─── Data for this exercise
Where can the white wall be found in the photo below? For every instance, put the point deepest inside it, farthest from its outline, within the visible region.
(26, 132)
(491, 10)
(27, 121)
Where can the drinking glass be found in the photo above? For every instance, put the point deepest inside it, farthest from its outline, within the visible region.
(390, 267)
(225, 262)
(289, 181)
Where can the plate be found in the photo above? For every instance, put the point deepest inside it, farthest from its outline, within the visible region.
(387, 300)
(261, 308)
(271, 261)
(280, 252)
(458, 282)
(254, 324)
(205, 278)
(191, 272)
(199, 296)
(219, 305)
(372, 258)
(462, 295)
──────
─── Data for this exercise
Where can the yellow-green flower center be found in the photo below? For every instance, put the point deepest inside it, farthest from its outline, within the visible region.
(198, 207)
──────
- [Problem requirements]:
Count the rows above that contain the word "region", and give only the number.

- [Response to the exercise]:
4